In the essay on why we fall in love, which god sliced humans in two in the Greek playwright's story?

START DOCUMENT EXCERPT

Why do we fall in love?
One of the most coveted things in the world asides from wealth is love. Not only do we all love being in love, we also want to be part of the love story of other people. It is not difficult to justify the extent of the tears and emotions we witness at weddings these days. The oooohhhs, ‘awwws’ and the ‘ahhhhs’ are unending. It is not far fetching to conclude that despite the chaos across the world in recent times, one thing that we all have in common, regardless of color, race, religion or even weather is LOVE.
Love is beautiful and intoxicating but could also be heart-breaking and soul-crushing… often all at the same time. One may then ask- why do we choose to put ourselves through love’s emotional ringer? Some people may even ask- is love all we need or do we even need it at all? Does it make any meaningful impact in our lives or do we just fall in love to fill a vacuum of loneliness. Is it a trick of biology to make us procreate or is it a disguise to satisfy our sexual desires?
In answer to these deep quests, several philosophers have studied intensely to seek why we love? A popular Greek playwright told a story that humans were once creatures with four arms, four legs and two faces and that one day they angered the gods and Zeus (the thunder god in ancient Greek religion ) sliced them all in two. Since then, every person has been missing half of him or herself. Hence love is a longing to find a soul mate that will make us feel whole again. A German philosopher advocated that we love because our desires lead us to believe that another person will make us happy but that we are sorely mistaken. He says that Nature is tricking us into procreating, and the love fusion we seek is consummated in our children. Eventually when our sexual desires are satisfied, we are then thrown back into our tormented existences and we succeed only in maintaining the species.
On a more positive note, a French philosopher proposed that love is the desire to integrate with one another and that it infuses our lives with meaning. She was less concerned with why we love but more interested in how we can love better. She felt that the issue with the storybook traditional romantic love is that it can be so captivating that we are tempted to make it our only reason for being. Yet, dependence on another to justify our existence easily leads to boredom. To avoid this trap, this philosopher advised loving authentically, which is more like a great friendship where lovers support each other in discovering themselves, reaching beyond themselves and enriching their lives and the lives of others together.
Though we might never know and understand why we fall in love, but we can be certain that it is an emotional roller coaster ride. It is scary and exhilarating, it makes us suffer and it makes us soar. Maybe we lose ourselves. Maybe we find ourselves. It might be heart breaking or it might just be the best thing in life.

END DOCUMENT EXCERPT
START SUPPLIED DATA

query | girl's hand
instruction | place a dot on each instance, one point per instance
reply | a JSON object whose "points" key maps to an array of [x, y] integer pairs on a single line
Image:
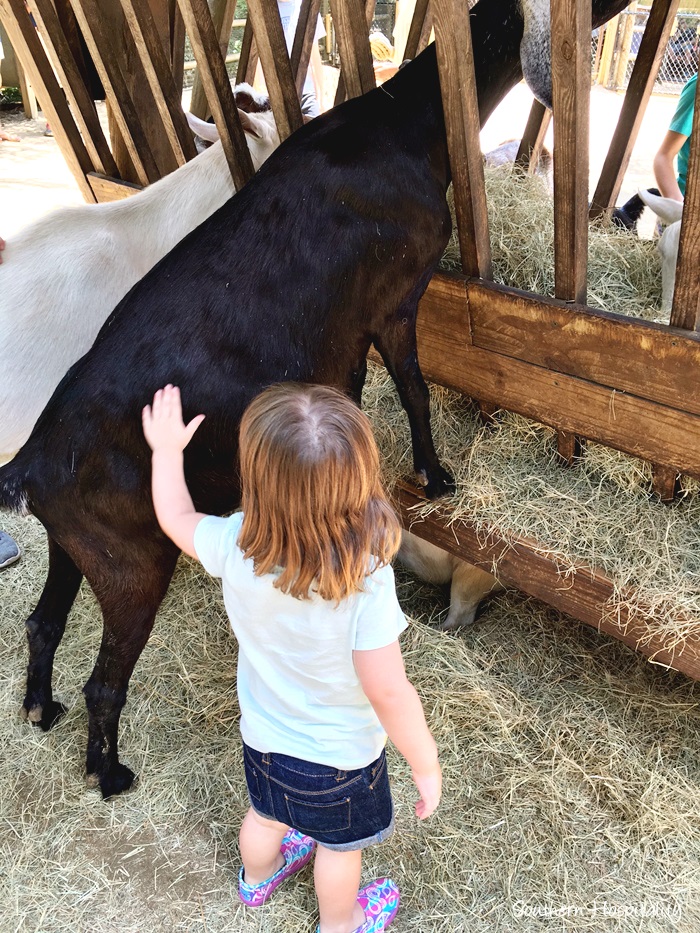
{"points": [[162, 421], [429, 784]]}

END SUPPLIED DATA

__RESULT__: Zeus